- _WRITTEN INSTRUCTION 1_
Answer the following questions using the passage on small-scale fisheries.
(a) What percentage of the global fisheries workforce do small-scale fisheries employ?
(b) What is the usual maximum length of the small-sized vessels that make up Mediterranean small-scale fisheries?
(c) Which two types of set nets are the most popular fishing gears in Mediterranean small-scale fisheries?
- _WRITTEN INSTRUCTION 2_
Output the part of the passage on small-scale fisheries that opens with the words containing "The Mediterranean SSF" and closes with "kerathurus) (Adamidou 2007).", reproducing it character for character.
- _WRITTEN INSTRUCTION 3_
Carry on the passage on small-scale fisheries, picking up directly after its final sentence.

- _EXTRACTED TEXT_
[start]
Although their effect is often overlooked, small-scale fisheries (SSF) contribute to the stock exploitation status, as they provide more than a quarter of the global marine fisheries catch and supply almost half of the landings intended for human consumption (FAO 2022). Nevertheless, the social, economic, and cultural importance of SSF to coastal communities is disproportionately higher than its impact on fish and invertebrate stocks (Jacquet and Pauly 2008; Palmer et al. 2017), since they employ 90% of the fisheries workforce globally, either directly on-board vessels or in parallel inshore activities. In the Mediterranean Sea, SSF mainly consist of small-sized vessels (usually < 12 m) that undertake short fishing trips (1–3 days), have a crew of 1–3 people, family-owned capital, and a small investment in vessel equipment and fishing gears (Gil et al. 2018; Liontakis et al. 2020). In Greece, SSF provide income and employment to the local communities in coastal areas and several remote islands, while being recognized as part of local cultural heritage and are closely linked to local traditions (Liontakis et al. 2020; Tzanatos et al. 2020).

The Mediterranean SSF are characterized by their multispecies and multi-gear nature (Stergiou et al. 2016). Different species are targeted seasonally and locally according to market demand, resource availability, and possible local restrictions, leading to the use of many different fishing gears and techniques (Maynou et al. 2011; Palmer et al. 2017). Among the variety of fishing gears used in Mediterranean SSF, set nets (trammel nets and gillnets) are the most popular (García-Rodríguez et al. 2006; Lucchetti et al. 2020). This is also true for Greek SSF as trammel nets and gillnets are used throughout the country and constitute the main component of the most common métiers, namely those targeting red mullets (Mullus spp.), cuttlefish (Sepia officinalis), common sole (Solea solea (Linnaeus, 1758)) and caramote prawn (Penaeus kerathurus) (Adamidou 2007).
[end]
[Rows from a dataset]
[start]
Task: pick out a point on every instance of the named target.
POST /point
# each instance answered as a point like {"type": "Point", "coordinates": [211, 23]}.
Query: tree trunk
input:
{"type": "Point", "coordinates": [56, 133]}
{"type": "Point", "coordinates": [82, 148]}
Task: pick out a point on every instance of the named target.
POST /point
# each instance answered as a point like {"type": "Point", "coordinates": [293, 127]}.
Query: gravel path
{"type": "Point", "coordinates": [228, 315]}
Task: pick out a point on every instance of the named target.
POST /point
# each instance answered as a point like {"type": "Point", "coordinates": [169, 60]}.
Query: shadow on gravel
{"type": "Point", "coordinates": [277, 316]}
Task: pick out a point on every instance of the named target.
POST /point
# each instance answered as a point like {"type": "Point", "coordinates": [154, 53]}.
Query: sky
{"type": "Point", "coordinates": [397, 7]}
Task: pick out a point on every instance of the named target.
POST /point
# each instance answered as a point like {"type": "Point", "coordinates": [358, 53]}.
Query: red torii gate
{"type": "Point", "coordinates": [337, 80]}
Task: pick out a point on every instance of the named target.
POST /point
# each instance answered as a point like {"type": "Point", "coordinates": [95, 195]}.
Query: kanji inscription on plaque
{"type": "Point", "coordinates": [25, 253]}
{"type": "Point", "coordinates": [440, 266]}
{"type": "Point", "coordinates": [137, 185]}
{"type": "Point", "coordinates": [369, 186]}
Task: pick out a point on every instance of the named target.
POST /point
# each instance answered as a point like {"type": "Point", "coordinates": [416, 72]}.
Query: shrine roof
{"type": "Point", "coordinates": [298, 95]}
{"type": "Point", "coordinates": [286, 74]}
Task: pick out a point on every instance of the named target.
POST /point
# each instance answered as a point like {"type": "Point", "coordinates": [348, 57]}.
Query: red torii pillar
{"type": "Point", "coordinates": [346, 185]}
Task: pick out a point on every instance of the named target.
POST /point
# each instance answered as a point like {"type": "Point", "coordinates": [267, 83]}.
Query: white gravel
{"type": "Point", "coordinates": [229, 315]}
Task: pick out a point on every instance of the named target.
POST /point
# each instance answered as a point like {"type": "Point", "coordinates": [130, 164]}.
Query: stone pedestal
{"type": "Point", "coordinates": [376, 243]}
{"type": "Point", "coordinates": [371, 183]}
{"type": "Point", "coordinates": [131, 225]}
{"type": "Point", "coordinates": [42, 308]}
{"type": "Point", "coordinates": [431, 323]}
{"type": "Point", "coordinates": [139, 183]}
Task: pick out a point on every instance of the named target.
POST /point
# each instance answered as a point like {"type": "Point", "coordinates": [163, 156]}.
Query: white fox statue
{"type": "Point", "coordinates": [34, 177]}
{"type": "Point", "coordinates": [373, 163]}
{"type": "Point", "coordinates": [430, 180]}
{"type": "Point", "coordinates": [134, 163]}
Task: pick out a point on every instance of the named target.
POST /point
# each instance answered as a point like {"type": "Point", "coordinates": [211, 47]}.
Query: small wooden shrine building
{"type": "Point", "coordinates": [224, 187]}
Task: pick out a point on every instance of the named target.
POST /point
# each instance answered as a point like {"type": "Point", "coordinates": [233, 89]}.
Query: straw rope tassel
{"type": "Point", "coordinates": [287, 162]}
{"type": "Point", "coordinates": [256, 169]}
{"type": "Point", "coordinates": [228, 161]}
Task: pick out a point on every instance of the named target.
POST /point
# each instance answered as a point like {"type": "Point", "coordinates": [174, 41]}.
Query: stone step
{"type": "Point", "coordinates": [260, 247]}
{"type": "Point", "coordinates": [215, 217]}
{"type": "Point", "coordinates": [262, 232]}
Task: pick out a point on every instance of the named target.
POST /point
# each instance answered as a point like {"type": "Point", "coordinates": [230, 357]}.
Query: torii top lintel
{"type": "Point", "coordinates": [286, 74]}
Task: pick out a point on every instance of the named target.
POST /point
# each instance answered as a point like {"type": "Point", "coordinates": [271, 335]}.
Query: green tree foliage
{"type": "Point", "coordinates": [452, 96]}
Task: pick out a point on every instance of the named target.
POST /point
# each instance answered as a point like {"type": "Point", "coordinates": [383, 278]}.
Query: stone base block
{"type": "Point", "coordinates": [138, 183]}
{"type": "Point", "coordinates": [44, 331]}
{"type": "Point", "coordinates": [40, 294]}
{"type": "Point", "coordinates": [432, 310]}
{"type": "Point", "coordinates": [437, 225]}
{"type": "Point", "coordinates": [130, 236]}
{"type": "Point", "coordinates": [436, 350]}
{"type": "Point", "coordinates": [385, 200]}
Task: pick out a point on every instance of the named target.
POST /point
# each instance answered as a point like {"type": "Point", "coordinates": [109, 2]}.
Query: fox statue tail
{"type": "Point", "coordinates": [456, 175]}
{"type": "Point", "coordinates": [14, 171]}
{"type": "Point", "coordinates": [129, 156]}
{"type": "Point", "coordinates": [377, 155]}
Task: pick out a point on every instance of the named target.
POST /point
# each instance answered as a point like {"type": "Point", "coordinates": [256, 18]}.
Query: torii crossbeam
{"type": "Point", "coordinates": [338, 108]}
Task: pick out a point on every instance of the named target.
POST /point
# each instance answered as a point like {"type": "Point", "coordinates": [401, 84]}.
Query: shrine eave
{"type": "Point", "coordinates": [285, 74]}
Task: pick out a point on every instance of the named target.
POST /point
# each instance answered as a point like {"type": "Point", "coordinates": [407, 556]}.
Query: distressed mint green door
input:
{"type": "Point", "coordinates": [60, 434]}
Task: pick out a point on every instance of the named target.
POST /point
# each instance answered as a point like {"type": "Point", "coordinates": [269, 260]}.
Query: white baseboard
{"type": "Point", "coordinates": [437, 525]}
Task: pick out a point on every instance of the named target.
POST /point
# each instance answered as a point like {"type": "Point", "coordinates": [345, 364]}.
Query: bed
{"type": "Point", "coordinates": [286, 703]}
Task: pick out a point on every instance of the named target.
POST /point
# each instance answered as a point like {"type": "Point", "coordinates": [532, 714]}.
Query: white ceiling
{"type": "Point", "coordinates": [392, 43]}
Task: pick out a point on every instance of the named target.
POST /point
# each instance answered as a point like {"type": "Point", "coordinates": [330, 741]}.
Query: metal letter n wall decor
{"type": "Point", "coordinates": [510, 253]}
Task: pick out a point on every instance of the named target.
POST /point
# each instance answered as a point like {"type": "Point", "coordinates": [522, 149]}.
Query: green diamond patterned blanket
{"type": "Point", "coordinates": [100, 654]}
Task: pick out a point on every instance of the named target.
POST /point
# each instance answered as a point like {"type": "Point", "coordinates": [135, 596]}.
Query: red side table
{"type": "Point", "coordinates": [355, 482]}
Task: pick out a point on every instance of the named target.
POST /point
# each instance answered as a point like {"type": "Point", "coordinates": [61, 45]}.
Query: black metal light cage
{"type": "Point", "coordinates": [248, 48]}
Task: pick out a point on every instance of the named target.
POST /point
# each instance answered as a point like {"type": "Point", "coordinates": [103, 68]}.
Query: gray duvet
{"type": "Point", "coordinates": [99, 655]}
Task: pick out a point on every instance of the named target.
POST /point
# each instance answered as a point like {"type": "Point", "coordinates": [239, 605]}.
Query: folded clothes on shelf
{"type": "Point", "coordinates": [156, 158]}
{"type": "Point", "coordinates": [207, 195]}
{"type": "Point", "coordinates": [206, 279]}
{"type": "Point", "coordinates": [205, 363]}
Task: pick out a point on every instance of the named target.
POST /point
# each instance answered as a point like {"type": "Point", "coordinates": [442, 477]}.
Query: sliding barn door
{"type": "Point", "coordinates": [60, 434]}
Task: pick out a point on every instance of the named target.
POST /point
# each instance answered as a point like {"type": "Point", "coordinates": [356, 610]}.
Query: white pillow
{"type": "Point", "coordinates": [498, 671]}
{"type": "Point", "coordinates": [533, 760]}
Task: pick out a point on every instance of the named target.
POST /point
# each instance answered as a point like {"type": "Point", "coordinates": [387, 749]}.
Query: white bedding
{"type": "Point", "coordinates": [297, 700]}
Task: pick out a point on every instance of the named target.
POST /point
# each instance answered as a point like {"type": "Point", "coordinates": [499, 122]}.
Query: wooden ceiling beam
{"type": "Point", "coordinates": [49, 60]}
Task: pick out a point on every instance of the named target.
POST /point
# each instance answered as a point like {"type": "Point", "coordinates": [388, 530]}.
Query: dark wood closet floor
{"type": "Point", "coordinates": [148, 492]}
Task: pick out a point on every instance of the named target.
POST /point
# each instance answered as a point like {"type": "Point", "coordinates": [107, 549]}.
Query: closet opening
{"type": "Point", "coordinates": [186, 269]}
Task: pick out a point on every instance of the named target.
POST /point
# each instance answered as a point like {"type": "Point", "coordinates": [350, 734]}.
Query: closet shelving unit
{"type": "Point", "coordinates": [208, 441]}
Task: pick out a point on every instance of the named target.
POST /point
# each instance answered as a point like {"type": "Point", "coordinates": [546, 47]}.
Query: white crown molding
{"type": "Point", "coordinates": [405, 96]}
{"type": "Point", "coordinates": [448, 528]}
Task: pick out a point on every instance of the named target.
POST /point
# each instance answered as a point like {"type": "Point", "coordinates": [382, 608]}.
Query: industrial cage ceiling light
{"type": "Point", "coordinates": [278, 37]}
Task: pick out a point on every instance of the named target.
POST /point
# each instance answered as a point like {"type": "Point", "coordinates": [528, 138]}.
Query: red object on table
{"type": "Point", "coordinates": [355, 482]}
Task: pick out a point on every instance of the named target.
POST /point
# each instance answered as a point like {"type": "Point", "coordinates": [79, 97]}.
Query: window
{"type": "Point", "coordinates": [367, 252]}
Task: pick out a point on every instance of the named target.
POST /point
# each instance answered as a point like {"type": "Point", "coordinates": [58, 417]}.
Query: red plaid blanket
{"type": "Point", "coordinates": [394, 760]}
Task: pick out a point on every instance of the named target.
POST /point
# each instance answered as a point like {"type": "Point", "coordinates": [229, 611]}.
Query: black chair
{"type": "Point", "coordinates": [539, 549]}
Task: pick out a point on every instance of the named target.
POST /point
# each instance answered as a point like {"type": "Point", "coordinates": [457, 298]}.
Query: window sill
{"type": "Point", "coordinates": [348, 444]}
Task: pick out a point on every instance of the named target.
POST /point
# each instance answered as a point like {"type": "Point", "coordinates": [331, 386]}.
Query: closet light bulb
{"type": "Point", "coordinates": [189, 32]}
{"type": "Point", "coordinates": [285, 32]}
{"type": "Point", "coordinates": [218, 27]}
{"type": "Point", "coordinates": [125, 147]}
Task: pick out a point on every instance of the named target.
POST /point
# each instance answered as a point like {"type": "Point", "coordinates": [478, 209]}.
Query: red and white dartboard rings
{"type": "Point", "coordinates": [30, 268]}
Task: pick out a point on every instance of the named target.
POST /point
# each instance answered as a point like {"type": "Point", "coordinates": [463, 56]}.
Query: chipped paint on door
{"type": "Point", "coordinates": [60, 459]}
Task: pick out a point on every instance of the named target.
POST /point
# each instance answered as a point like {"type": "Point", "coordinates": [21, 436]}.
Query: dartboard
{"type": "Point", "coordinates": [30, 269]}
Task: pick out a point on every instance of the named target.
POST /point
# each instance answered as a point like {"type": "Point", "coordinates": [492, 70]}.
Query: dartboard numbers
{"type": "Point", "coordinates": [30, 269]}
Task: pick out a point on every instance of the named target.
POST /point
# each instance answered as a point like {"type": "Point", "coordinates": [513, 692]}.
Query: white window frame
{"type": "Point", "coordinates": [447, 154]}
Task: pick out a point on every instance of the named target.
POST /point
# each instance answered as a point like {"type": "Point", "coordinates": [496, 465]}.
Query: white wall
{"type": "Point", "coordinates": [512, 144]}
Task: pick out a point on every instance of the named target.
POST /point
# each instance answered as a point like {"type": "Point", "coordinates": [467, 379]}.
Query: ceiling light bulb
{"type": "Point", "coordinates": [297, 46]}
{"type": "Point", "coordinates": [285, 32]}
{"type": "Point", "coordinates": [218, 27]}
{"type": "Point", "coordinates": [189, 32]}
[end]
- _WRITTEN REPLY 1_
(a) 90%
(b) Less than 12 m
(c) Trammel nets and gillnets

- _WRITTEN REPLY 2_
The Mediterranean SSF are characterized by their multispecies and multi-gear nature (Stergiou et al. 2016). Different species are targeted seasonally and locally according to market demand, resource availability, and possible local restrictions, leading to the use of many different fishing gears and techniques (Maynou et al. 2011; Palmer et al. 2017). Among the variety of fishing gears used in Mediterranean SSF, set nets (trammel nets and gillnets) are the most popular (García-Rodríguez et al. 2006; Lucchetti et al. 2020). This is also true for Greek SSF as trammel nets and gillnets are used throughout the country and constitute the main component of the most common métiers, namely those targeting red mullets (Mullus spp.), cuttlefish (Sepia officinalis), common sole (Solea solea (Linnaeus, 1758)) and caramote prawn (Penaeus kerathurus) (Adamidou 2007).

- _WRITTEN REPLY 3_
Although the fishing gears employed in SSF (mostly passive gears) are considered to be more size and species selective, have a moderate to low discard rate (Kelleher 2005), and are less damaging to stocks and habitats than the towed gears used in large-scale fisheries (Huse et al. 2000; Stergiou et al. 2002), the total amount of discards they produce should not be ignored, considering a large number of vessels in the sector (Bellido et al. 2011; Sartor et al. 2018). Fish retained by fishing gear is usually an unknown proportion of the various size classes available in the exploited population. The probability of catching and retaining a given size of fish with a given mesh size (or hook) is defined as selectivity (Kitahara 1971) and is represented by a selectivity curve. The selectivity of a fishing gear describes the catching capacity and efficiency of the gear. It can be used to minimize the likelihood of catching non-targeted unwanted species or species of certain age groups by modifying the selective characteristics of fishing gears. Apart from that, it is also used to estimate population length frequency distribution, as well as length at age (Millar and Fryer 1999).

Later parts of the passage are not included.